■ Given task ■
How many lines in the listing below contain the string "tiled"? Matches must have the same case, and the reply should be only the number.
##############################
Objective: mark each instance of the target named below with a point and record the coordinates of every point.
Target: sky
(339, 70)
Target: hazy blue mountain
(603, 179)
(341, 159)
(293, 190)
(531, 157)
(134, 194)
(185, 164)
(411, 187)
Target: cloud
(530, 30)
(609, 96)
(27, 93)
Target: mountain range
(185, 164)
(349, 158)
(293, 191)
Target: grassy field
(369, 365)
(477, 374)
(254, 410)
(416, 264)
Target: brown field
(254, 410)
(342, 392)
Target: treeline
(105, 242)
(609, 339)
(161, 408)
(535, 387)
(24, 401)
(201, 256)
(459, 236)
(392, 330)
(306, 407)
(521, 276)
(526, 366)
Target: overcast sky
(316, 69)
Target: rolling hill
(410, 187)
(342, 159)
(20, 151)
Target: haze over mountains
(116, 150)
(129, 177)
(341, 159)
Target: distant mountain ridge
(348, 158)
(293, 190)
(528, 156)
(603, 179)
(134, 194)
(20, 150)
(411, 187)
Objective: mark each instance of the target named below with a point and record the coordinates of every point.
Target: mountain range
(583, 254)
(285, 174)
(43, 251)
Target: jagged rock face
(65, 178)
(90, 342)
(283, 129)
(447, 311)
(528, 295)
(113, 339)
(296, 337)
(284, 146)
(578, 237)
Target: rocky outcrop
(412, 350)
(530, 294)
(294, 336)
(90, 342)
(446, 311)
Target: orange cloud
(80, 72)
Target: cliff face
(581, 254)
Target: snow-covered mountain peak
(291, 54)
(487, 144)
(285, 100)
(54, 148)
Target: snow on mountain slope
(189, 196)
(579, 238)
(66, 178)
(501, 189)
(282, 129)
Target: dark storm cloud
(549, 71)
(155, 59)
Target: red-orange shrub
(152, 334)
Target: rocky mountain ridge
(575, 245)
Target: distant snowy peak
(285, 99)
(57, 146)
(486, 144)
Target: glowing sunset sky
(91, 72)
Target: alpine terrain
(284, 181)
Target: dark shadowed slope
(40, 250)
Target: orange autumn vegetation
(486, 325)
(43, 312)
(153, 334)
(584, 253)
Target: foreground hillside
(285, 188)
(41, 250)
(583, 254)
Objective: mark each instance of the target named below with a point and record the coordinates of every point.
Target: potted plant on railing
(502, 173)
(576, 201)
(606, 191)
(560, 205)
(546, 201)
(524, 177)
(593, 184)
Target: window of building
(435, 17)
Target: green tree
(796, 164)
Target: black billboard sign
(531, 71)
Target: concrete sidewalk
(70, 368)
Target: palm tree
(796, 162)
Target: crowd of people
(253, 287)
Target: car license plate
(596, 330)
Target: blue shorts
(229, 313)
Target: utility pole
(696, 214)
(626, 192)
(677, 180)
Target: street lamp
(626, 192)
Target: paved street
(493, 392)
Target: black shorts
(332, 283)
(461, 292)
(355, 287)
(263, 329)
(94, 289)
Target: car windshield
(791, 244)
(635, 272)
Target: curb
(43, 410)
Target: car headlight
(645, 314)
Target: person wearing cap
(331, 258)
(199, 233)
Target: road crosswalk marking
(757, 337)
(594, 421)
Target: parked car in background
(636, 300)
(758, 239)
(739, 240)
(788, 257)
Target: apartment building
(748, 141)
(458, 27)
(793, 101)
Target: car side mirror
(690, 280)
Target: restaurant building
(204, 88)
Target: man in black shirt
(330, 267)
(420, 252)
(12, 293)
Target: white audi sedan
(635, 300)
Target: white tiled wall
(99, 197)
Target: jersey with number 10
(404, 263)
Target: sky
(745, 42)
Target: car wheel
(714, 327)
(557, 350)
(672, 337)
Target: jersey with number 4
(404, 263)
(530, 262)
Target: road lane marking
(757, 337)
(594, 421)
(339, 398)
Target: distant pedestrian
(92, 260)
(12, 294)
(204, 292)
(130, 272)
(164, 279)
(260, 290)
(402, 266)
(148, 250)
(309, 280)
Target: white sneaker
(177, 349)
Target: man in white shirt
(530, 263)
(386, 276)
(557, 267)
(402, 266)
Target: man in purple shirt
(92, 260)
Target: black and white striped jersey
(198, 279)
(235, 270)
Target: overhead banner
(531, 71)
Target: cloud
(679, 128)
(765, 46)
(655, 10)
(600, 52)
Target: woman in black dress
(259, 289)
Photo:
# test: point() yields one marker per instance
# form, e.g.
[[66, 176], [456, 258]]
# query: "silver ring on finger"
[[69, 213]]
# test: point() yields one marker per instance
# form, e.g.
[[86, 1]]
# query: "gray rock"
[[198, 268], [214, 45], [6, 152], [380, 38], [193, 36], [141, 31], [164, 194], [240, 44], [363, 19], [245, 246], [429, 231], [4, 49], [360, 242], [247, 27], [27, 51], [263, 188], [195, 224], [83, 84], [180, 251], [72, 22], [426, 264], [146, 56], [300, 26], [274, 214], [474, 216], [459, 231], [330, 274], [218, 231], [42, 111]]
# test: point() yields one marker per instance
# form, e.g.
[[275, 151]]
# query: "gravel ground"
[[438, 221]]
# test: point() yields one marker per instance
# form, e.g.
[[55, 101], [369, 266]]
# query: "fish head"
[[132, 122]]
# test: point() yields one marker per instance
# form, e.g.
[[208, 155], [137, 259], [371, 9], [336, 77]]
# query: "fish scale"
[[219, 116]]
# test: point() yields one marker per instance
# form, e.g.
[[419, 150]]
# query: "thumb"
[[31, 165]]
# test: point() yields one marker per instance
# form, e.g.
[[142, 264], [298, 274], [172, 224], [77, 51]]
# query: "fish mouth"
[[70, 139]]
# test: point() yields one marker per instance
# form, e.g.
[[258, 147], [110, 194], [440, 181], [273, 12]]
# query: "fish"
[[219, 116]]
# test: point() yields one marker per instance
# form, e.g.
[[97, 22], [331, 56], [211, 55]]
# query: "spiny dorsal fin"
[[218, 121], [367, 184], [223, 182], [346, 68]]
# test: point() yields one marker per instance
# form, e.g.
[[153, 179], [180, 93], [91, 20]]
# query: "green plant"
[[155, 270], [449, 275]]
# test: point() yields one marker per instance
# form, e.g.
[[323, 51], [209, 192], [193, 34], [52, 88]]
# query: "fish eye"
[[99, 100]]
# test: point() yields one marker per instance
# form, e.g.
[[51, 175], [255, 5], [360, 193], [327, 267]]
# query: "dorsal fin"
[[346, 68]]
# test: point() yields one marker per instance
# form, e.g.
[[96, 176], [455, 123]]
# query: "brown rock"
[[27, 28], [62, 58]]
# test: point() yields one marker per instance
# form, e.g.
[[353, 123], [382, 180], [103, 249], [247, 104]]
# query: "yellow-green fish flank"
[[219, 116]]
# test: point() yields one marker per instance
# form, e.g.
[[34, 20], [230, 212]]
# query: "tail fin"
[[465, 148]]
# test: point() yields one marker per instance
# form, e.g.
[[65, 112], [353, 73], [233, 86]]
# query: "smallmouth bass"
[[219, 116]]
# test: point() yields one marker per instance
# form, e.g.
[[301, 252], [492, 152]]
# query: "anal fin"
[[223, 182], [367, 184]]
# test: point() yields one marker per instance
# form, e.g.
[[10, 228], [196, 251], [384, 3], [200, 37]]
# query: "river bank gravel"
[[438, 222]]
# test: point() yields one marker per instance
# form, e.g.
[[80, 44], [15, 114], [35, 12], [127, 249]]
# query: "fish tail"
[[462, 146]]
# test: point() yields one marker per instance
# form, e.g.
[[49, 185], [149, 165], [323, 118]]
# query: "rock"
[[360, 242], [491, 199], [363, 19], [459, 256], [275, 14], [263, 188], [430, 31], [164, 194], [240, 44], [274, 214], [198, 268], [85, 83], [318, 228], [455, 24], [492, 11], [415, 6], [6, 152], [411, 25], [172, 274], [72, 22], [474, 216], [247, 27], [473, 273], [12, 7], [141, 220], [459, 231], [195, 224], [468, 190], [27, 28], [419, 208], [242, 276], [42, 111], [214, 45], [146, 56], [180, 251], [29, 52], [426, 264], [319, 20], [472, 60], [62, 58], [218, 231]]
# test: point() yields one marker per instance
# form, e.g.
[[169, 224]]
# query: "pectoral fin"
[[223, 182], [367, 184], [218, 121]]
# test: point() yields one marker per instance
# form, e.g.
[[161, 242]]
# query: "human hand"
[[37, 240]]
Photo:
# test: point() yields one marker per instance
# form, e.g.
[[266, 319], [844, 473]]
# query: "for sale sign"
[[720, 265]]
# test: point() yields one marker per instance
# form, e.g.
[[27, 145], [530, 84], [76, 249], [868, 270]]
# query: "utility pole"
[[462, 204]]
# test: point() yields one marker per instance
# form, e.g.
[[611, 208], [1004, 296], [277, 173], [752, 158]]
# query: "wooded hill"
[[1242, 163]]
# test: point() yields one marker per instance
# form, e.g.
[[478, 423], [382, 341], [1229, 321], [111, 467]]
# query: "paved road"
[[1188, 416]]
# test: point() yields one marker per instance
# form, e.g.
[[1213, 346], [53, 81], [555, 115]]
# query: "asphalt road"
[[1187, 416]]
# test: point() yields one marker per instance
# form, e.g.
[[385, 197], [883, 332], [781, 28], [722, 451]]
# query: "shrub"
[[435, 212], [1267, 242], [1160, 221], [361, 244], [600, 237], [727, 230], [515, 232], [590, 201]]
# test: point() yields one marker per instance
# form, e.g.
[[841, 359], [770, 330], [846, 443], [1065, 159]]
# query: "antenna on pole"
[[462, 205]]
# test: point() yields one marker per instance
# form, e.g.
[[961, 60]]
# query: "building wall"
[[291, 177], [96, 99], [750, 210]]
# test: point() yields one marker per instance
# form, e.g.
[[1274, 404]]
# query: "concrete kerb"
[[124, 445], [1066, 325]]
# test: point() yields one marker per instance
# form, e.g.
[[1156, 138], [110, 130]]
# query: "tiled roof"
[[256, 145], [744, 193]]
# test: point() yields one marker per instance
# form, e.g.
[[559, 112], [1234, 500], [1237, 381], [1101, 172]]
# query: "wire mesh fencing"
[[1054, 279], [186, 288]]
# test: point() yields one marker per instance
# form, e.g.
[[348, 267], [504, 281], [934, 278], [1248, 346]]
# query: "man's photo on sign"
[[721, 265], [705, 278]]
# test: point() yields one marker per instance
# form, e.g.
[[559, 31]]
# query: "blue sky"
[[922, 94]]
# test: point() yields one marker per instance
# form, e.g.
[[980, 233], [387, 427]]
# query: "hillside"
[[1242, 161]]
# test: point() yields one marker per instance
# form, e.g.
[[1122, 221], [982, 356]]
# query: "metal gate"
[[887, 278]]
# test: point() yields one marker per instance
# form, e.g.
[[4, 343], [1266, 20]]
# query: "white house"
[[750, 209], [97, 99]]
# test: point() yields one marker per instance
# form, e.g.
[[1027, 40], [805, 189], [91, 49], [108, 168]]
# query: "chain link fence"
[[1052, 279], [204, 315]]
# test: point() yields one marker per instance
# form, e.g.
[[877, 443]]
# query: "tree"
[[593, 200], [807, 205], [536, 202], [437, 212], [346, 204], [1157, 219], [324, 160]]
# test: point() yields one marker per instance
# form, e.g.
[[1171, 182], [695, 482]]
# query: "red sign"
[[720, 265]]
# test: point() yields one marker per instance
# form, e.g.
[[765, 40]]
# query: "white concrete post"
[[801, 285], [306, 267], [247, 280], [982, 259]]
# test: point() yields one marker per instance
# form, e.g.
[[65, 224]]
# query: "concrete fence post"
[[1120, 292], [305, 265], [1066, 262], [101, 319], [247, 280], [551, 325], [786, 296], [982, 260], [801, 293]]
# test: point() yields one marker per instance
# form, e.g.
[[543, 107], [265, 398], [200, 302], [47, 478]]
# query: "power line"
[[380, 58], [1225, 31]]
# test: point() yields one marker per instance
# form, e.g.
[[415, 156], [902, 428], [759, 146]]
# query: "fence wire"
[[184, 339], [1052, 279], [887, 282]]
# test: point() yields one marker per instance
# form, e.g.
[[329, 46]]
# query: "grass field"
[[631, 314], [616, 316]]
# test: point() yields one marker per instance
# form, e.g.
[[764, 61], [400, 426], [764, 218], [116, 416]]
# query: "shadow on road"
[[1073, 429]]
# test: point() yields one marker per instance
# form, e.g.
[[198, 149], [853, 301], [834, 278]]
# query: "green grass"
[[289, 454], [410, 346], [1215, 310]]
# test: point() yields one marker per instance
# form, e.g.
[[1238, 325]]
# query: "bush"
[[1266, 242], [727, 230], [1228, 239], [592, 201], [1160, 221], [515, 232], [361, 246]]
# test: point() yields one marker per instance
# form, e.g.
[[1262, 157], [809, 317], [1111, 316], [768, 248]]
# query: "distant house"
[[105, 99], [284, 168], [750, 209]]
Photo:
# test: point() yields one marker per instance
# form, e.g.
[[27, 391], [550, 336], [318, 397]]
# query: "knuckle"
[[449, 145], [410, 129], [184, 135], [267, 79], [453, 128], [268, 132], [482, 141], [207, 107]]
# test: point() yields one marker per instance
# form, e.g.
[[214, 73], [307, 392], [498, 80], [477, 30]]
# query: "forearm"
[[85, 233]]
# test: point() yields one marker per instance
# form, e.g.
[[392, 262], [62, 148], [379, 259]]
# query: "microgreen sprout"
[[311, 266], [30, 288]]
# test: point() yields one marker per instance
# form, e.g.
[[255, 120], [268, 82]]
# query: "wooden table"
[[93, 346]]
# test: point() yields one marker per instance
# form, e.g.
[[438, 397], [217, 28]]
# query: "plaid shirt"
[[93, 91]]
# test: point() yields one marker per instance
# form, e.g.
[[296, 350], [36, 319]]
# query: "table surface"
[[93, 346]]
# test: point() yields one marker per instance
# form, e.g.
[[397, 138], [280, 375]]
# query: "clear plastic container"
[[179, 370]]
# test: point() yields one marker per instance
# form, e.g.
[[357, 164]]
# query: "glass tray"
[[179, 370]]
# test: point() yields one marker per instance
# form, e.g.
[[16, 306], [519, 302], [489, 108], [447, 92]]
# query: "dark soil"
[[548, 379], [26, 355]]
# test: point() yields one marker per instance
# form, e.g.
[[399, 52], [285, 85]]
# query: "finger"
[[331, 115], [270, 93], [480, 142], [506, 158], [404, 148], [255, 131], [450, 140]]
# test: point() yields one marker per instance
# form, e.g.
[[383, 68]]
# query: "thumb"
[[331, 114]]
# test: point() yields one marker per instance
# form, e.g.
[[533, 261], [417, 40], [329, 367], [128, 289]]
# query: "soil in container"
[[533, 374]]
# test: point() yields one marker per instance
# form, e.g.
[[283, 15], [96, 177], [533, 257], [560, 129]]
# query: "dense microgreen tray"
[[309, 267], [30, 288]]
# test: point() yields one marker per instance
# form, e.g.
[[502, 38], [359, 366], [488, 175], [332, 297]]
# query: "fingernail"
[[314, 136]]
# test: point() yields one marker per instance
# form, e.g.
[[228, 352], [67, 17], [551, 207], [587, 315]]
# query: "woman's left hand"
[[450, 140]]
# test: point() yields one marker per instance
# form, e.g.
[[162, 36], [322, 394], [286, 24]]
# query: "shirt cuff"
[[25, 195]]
##############################
■ Result of the task ■
2